- _EXERCISE 1_:
Answer these questions using the paper review.
(a) What is the name of the federated algorithm proposed for OSLR-DecD?
(b) Under what condition is that algorithm's regret upper bound smaller than the lower bound for any noncooperative algorithm?
(c) Besides the introduction, which sections contain parts of the problem definition that the review calls repetitive?

- _PAGE TEXT_:
════════════════

评分: 5置信度: 32024-11-02

This paper addresses the challenge of online linear regression with partial feedback in a decentralized data environment (OSLR-DecD). The authors explore the role of federated learning in this context, proposing and proving the upper bound of the regret for a federated algorithm named FedAMRO for OSLR-DecD. They establish a regret lower bound for any noncooperative algorithm, showing that, in cases where $d=o(M)$ , the regret upper bound of FedAMRO is smaller than this lower bound. This result underscores the effectiveness and importance of the federated learning approach within the decentralized, partial-feedback setting.

优点

This paper addresses the problem of online linear regression with partial information feedback, which is a topic with broad applicability across real-world scenarios where data is decentralized and feedback is limited.
By proving both the upper bound of the regret under the federated setting and the lower bound of the regret under the noncooperative setting for the problem, the authors provide a thorough and well-rounded analysis, and answer the question of federated learning in this problem.

缺点

A primary weakness of this paper is the lack of clarity in conveying the intuition behind the core analytical ideas. The authors introduce numerous complex notations early on, often before providing a clear explanation of the algorithms’ key ideas, leaving many of the notations insufficiently defined. Additionally, the absence of a full algorithm description in the main text makes it challenging to grasp the algorithm’s foundational approach. The paper also lacks a proof outline or sketch, making it difficult to follow the reasoning behind the results. Sections 4 and 5 introduce extensive variable definitions for the pseudocode, yet both the algorithm and analysis remain inadequately explained. Furthermore, certain parts of the problem definition in the introduction and Sections 3.1 and 3.2 appear repetitive, occupying space that could be more effectively used to clarify the algorithm and its analysis.

════════════════

- _EXERCISE 2_: Write out the rows starting at the line that contains "Kindly place a point on the garden wall, one" and ending at the last of the rows, including both ends. Leave the pictures out of your answer.

Object pointing dataset rows:
════════════════

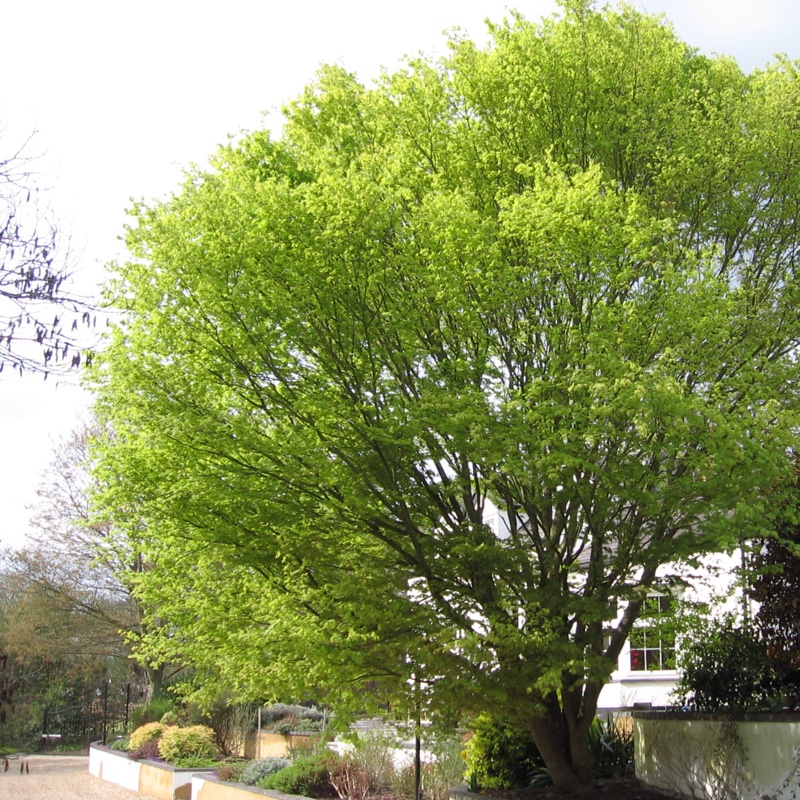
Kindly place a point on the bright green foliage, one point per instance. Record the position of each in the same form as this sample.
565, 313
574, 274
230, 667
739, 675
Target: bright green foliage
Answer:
144, 734
309, 777
500, 755
196, 741
611, 747
152, 711
557, 273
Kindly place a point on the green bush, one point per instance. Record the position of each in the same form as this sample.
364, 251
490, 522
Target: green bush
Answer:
438, 776
306, 776
500, 755
196, 741
152, 712
254, 771
122, 744
724, 666
611, 748
145, 734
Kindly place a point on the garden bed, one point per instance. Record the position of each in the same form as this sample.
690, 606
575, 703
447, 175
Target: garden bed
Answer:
747, 755
210, 788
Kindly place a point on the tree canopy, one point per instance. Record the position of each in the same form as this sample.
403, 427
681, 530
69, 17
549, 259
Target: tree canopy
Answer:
556, 275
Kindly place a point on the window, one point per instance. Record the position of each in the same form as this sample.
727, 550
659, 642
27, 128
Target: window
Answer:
652, 640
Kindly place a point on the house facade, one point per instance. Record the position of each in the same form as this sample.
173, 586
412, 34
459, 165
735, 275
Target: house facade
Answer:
646, 673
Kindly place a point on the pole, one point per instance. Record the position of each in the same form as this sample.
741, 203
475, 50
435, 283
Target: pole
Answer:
105, 709
417, 744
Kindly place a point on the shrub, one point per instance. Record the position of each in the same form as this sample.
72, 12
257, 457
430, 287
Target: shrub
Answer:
373, 752
349, 778
500, 755
306, 776
611, 748
152, 712
145, 734
149, 750
122, 744
195, 762
254, 771
724, 666
282, 712
231, 723
285, 726
196, 741
445, 771
230, 771
437, 776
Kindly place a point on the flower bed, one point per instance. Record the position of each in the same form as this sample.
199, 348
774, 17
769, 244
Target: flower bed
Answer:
747, 756
209, 788
152, 778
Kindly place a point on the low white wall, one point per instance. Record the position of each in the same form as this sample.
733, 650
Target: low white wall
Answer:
146, 777
747, 756
114, 768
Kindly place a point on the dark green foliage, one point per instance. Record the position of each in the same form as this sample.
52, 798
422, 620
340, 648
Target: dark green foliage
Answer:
776, 587
149, 750
253, 772
306, 776
500, 755
611, 748
120, 744
724, 666
152, 712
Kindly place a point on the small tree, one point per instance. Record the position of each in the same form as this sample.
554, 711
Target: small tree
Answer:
776, 587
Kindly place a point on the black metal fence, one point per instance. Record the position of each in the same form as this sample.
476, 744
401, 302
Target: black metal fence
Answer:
99, 717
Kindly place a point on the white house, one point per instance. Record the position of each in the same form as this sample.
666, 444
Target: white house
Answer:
646, 673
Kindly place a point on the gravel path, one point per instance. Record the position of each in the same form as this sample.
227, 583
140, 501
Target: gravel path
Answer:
57, 778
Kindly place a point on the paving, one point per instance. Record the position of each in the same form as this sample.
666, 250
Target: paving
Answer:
57, 778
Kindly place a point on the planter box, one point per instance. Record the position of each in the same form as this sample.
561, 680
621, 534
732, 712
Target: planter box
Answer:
206, 788
152, 778
747, 756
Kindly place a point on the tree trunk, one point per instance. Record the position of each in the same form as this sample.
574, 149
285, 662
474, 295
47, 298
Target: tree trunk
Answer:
155, 681
564, 748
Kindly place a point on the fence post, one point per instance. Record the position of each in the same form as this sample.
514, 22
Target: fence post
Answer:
44, 730
105, 709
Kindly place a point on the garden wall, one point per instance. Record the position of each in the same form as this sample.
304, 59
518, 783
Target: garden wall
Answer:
743, 756
152, 778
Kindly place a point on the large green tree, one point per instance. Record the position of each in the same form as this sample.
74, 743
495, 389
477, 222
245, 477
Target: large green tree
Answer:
557, 274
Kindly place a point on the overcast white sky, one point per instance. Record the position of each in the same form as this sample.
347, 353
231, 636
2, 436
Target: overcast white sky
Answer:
123, 94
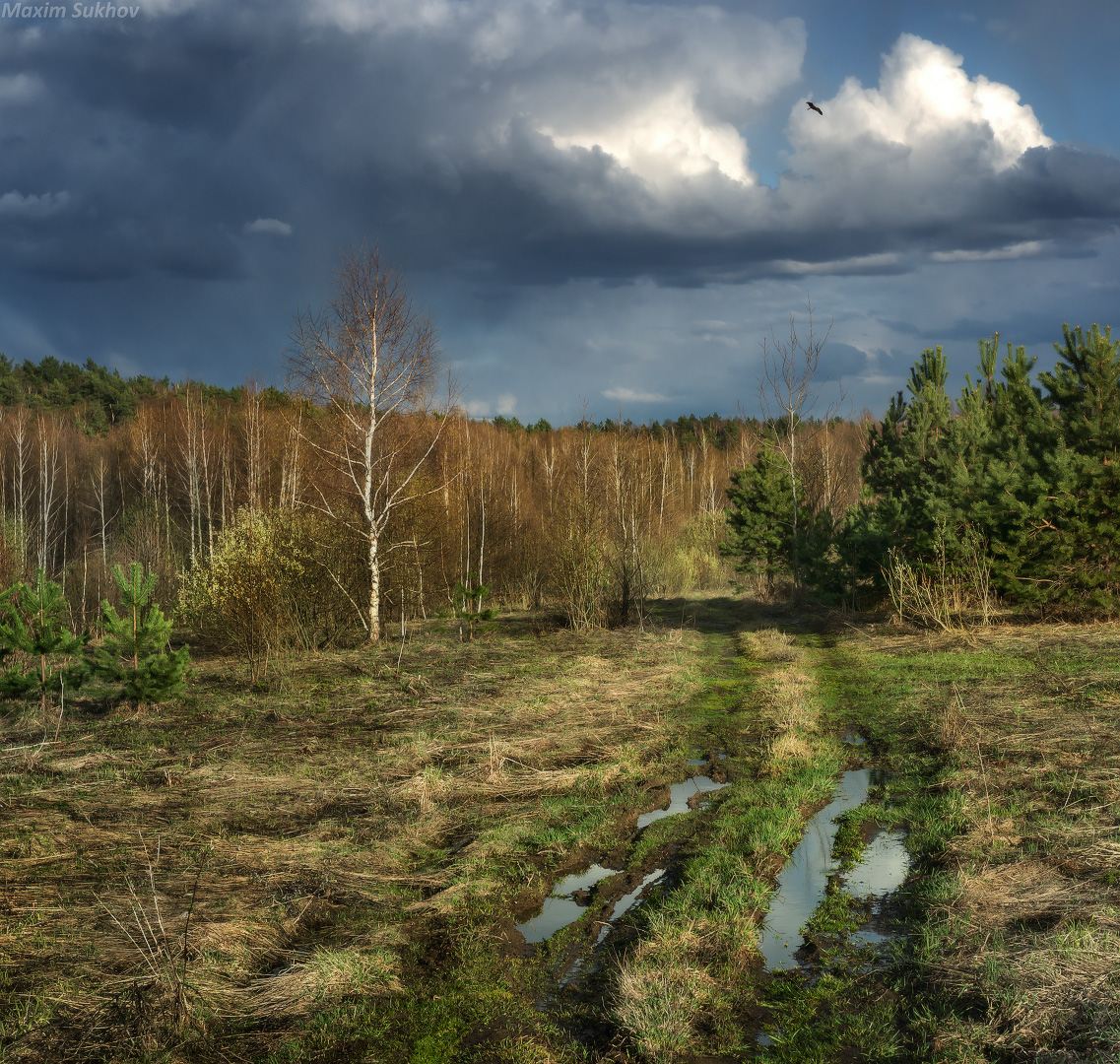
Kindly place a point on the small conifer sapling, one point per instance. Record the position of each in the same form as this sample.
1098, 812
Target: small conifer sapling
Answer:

════════════════

- _EXPECTED OUTPUT 1_:
(a) FedAMRO
(b) When $d=o(M)$.
(c) Sections 3.1 and 3.2

- _EXPECTED OUTPUT 2_:
Kindly place a point on the garden wall, one point per instance. Record the position of each in the same form as this sample.
304, 59
518, 783
Target: garden wall
Answer:
743, 756
152, 778
Kindly place a point on the large green tree, one point per instance. Record the position of each in the same form as this sample.
74, 743
495, 389
477, 222
245, 477
Target: large green tree
Answer:
557, 274
Kindly place a point on the overcast white sky, one point per instance. Record the position of each in the same form as this sample.
347, 353
231, 636
2, 436
Target: overcast white sky
Answer:
123, 94
Kindly place a point on the small conifer sapling, one point per instance. Record the position of each in the same form as this sample.
1098, 812
Target: small conifer sapling
Answer:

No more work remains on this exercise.